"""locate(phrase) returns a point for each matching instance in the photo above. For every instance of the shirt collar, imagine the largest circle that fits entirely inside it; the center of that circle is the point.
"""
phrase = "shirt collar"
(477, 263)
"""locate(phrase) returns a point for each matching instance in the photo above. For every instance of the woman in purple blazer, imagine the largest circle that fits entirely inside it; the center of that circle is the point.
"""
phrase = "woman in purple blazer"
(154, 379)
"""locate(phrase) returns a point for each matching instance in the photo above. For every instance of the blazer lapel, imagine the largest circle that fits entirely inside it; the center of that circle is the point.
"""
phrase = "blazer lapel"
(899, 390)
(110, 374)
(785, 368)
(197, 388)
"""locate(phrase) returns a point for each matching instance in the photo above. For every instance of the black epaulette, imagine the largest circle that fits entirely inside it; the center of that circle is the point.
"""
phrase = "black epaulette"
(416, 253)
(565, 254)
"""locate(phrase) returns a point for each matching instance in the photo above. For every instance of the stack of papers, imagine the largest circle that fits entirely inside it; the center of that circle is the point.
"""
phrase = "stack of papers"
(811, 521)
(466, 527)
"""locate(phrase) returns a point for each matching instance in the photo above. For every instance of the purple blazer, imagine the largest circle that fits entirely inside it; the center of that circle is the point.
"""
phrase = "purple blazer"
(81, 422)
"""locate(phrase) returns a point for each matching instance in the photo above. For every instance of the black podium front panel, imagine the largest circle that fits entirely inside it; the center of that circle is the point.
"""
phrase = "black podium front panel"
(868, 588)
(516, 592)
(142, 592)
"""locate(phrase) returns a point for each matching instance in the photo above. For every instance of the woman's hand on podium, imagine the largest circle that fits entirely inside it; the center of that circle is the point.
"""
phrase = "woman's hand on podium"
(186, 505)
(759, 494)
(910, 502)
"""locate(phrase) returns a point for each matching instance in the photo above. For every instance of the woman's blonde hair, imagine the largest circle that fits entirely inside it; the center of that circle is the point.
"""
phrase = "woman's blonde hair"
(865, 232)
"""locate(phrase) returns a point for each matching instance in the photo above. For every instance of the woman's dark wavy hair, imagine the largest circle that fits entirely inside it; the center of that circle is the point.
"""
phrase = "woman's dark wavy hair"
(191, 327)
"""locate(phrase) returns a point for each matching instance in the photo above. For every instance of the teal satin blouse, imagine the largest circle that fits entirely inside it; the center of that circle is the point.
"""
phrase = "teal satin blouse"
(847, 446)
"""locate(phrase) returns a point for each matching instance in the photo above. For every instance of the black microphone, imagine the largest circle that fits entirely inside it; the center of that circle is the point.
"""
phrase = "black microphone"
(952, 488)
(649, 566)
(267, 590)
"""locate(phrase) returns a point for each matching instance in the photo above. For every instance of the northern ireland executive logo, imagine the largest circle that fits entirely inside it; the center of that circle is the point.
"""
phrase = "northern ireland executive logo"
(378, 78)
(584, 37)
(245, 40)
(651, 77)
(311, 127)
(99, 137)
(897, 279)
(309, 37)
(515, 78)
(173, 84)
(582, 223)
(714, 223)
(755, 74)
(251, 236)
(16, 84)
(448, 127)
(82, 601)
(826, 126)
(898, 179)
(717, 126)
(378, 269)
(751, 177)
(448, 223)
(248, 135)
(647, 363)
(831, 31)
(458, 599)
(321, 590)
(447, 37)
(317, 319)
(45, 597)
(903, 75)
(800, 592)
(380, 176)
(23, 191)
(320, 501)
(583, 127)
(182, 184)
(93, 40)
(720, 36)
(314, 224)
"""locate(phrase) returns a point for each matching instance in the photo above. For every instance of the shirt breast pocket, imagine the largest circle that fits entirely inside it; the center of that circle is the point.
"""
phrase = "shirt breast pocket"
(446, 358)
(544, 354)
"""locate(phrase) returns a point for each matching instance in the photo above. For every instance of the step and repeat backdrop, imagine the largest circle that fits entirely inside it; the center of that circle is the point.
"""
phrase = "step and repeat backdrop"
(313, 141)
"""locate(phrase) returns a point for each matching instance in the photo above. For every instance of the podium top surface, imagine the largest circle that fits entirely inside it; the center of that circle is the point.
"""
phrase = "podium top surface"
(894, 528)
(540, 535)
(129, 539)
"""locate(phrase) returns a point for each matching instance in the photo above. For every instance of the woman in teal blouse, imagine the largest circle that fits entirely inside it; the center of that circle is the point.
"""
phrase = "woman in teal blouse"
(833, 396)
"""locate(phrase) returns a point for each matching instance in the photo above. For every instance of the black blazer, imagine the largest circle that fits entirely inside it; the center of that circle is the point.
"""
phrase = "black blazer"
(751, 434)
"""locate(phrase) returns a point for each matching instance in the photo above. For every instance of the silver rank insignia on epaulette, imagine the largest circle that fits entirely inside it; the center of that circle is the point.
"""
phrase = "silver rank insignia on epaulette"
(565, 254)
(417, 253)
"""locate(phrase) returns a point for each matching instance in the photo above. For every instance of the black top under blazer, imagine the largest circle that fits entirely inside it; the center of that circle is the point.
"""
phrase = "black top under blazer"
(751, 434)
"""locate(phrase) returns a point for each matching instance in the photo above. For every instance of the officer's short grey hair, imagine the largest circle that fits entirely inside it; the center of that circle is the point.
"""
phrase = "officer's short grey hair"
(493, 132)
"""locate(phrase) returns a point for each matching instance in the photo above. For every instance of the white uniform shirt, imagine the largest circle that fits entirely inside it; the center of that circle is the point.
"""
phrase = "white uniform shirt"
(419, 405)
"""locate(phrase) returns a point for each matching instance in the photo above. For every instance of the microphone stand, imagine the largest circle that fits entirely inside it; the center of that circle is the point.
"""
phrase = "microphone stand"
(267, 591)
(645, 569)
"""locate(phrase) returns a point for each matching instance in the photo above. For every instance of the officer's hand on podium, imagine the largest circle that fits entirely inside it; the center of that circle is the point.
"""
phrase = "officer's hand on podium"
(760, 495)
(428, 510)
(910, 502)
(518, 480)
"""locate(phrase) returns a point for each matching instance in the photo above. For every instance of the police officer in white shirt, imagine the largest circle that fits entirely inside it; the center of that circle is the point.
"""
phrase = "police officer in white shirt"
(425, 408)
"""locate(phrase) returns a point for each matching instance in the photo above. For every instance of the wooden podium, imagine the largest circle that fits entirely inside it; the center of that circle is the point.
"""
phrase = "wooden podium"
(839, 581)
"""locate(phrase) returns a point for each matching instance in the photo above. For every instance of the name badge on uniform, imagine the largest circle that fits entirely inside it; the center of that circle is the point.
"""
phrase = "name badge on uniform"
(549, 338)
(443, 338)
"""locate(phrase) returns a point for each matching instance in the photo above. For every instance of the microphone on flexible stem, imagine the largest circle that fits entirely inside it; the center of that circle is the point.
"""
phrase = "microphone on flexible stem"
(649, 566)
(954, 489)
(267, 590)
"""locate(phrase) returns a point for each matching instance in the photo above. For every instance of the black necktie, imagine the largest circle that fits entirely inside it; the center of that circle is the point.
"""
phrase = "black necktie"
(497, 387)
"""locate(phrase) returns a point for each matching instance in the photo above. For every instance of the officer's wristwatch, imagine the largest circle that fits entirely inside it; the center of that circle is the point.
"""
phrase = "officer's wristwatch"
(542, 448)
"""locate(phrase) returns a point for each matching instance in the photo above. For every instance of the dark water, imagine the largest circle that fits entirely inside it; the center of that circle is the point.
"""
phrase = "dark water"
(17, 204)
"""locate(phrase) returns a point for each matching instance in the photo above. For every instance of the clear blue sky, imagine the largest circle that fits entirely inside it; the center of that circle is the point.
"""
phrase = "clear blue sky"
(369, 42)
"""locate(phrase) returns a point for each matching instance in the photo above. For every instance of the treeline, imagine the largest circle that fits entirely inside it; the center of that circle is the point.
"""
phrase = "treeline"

## DIRECTION
Reproduce the data, keeping every line exactly the same.

## COMPLETED EXERCISE
"""locate(phrase) returns a point for each matching instance in the photo above. For every instance of the shirt collar, imagine the largest circle that fits entirely inside it; the center of that circle is the point.
"""
phrase = "shirt collar"
(477, 263)
"""locate(phrase) returns a point for each matching instance in the photo above. For every instance of the woman in purple blazer, imagine the largest circle that fits entirely inside it; the center of that circle is the point.
"""
phrase = "woman in purple blazer"
(154, 379)
"""locate(phrase) returns a point for each matching instance in the photo above. For every instance of the blazer lapel, imagine the largest circle that fits entirely inside it; the center of that circle is the point.
"""
phrase = "blazer lapel"
(899, 390)
(110, 374)
(785, 368)
(197, 388)
"""locate(phrase) returns a point for each matching instance in the photo above. For every instance of the black epaulette, imagine the largest circle that fits entirely inside it; the center of that circle is the point.
"""
phrase = "black epaulette"
(416, 253)
(565, 254)
"""locate(phrase) returns a point for each matching instance in the photo above. For every instance of the stack of papers, imagine the largest circle that fits entirely inside it; the center of that circle is the point.
"""
phrase = "stack of papers"
(811, 521)
(466, 527)
"""locate(phrase) returns a point for each matching instance in the photo above. For every instance of the purple blazer, imagine the largest circle that fits entirely inside it; the center of that circle is the point.
"""
phrase = "purple blazer"
(81, 422)
"""locate(phrase) returns a point for each matching instance in the photo above. For every instance of the black podium front panel, imagine the largest circle that fits entirely inside it; the center of that circle is the point.
"""
phrase = "black podium front panel"
(868, 588)
(516, 592)
(142, 592)
"""locate(phrase) returns a point for each matching instance in the photo above. For every instance of the woman's hand on podium, imagine the largest circle that fits entirely inside it; the center of that circle is the point.
"""
phrase = "woman's hand on podium"
(186, 505)
(759, 494)
(910, 502)
"""locate(phrase) returns a point for each matching instance in the photo above. For every instance of the woman's blonde hair, imagine the largest circle that fits entirely inside it; the center of that circle is the point.
"""
phrase = "woman's blonde hair"
(865, 232)
"""locate(phrase) returns a point for each matching instance in the photo above. For every instance of the woman's dark wavy hair, imagine the largest circle that fits entirely inside it; the center of that circle is the point.
"""
phrase = "woman's dark wavy hair"
(191, 327)
"""locate(phrase) returns a point for each matching instance in the photo above. For every instance of the teal satin blouse, imagine the largest circle that fits entirely inside it; the center of that circle is the point.
"""
phrase = "teal satin blouse"
(847, 446)
"""locate(phrase) returns a point for each matching instance in the photo above. For every instance of the black microphone, imagine the largest circle that fits entirely inside it; the center of that circle is the point.
"""
phrase = "black microphone"
(952, 488)
(649, 566)
(267, 590)
"""locate(phrase) returns a point for each matching instance in the photo above. For every instance of the northern ireland executive logo, imagine the largest circle that fits entirely inside it; the center of that circle is the point.
"""
phrase = "northern ireland executive logo"
(378, 78)
(584, 37)
(245, 40)
(651, 77)
(311, 127)
(99, 137)
(897, 279)
(309, 37)
(515, 78)
(173, 84)
(582, 223)
(714, 223)
(755, 74)
(251, 236)
(16, 84)
(448, 127)
(82, 601)
(826, 126)
(898, 179)
(717, 126)
(378, 269)
(751, 177)
(448, 223)
(248, 135)
(647, 363)
(831, 31)
(458, 599)
(321, 590)
(447, 37)
(317, 319)
(45, 597)
(903, 75)
(800, 592)
(380, 176)
(23, 191)
(320, 501)
(583, 127)
(182, 184)
(93, 40)
(720, 36)
(314, 224)
"""locate(phrase) returns a point for each matching instance in the photo above. For every instance of the shirt breast pocket, imagine the largest circle that fits entirely inside it; the center of that circle is the point.
"""
phrase = "shirt breast pocket"
(446, 358)
(544, 354)
"""locate(phrase) returns a point for each matching instance in the photo above. For every instance of the step and repeat backdrop, imagine the largest circle that fits entirely inside it; the center of that circle is the point.
"""
phrase = "step and repeat backdrop"
(313, 141)
"""locate(phrase) returns a point for each matching instance in the photo above. For every instance of the podium top surface, imagine the largest circle that fits entirely inside it; the center of that circle is the point.
"""
phrase = "podium top surface"
(894, 528)
(540, 535)
(129, 539)
"""locate(phrase) returns a point for each matching instance in the photo above. For every instance of the woman in teal blouse, imagine the largest circle that fits entirely inside it; the center of that circle is the point.
"""
phrase = "woman in teal blouse"
(833, 396)
"""locate(phrase) returns a point for each matching instance in the photo above. For every instance of the black blazer, imagine the largest circle that fits entirely inside it; the center of that circle is the point.
"""
phrase = "black blazer"
(751, 434)
"""locate(phrase) returns a point for each matching instance in the photo above. For every instance of the silver rank insignia on epaulette, imagine the largest circle that fits entirely inside it; the center of that circle is the point.
"""
phrase = "silver rank insignia on epaulette"
(565, 254)
(417, 253)
"""locate(phrase) returns a point for each matching instance in the photo above. For every instance of the black top under blazer, imagine the largest circle that fits entirely inside it; the center of that circle is the point.
"""
phrase = "black top under blazer"
(751, 434)
"""locate(phrase) returns a point for each matching instance in the photo above. For every instance of the officer's short grey hair, imagine the largest circle that fits entirely inside it; the center of that circle is the point.
"""
phrase = "officer's short grey hair"
(493, 132)
"""locate(phrase) returns a point for each matching instance in the photo above. For every instance of the white uniform shirt, imagine the largest circle that fits entirely inside it; the center of that circle is the point.
"""
phrase = "white uniform shirt"
(419, 405)
"""locate(phrase) returns a point for each matching instance in the photo above. For every instance of the microphone stand, imagine the largest circle that fits entirely inside it; the center of that circle is the point.
"""
phrase = "microphone stand"
(267, 591)
(645, 569)
"""locate(phrase) returns a point for each matching instance in the photo above. For every instance of the officer's hand on podium, imagine the largest circle that fits entirely inside it; the center of that circle is the point.
"""
phrase = "officer's hand on podium"
(760, 495)
(428, 510)
(910, 502)
(518, 480)
"""locate(phrase) returns a point for each matching instance in the photo above. For every instance of the police officer in white shirt, imagine the largest circle that fits entirely inside it; the center of that circle is the point.
"""
phrase = "police officer in white shirt"
(425, 408)
"""locate(phrase) returns a point for each matching instance in the photo above. For every instance of the wooden podium, imagine the largest circle that fits entirely inside it; the center of that circle is the point.
"""
phrase = "wooden podium"
(839, 581)
"""locate(phrase) returns a point for each matching instance in the photo above. For every instance of the name badge on uniform, imagine the largest circle that fits entirely inside it; the center of that circle is the point.
"""
phrase = "name badge on uniform"
(549, 338)
(443, 338)
"""locate(phrase) returns a point for each matching instance in the photo above. For every instance of the microphone on flexible stem, imagine the largest circle that fits entirely inside it; the center of that circle is the point.
"""
phrase = "microphone on flexible stem"
(649, 566)
(954, 489)
(267, 590)
"""locate(phrase) returns a point for each matching instance in the photo above. For every instance of the black necktie, imagine the largest circle that fits entirely inside it; the center of that circle is the point.
"""
phrase = "black necktie"
(497, 387)
"""locate(phrase) returns a point for each matching instance in the photo above. For every instance of the officer's wristwatch, imagine the largest circle that fits entirely inside it; the center of that circle is the point.
"""
phrase = "officer's wristwatch"
(542, 448)
"""locate(phrase) returns a point for each matching instance in the photo above. For every instance of the dark water, imagine the largest circle that fits entirely inside it; the center of that circle is the point.
"""
phrase = "dark water"
(17, 204)
"""locate(phrase) returns a point for each matching instance in the photo above. For every instance of the clear blue sky, imagine the largest circle that fits entirely inside it; the center of that circle is the point.
"""
phrase = "clear blue sky"
(369, 42)
"""locate(phrase) returns a point for each matching instance in the photo above. For every instance of the treeline, imagine the largest circle that fits entirely inside it; the center of that circle is the point.
"""
phrase = "treeline"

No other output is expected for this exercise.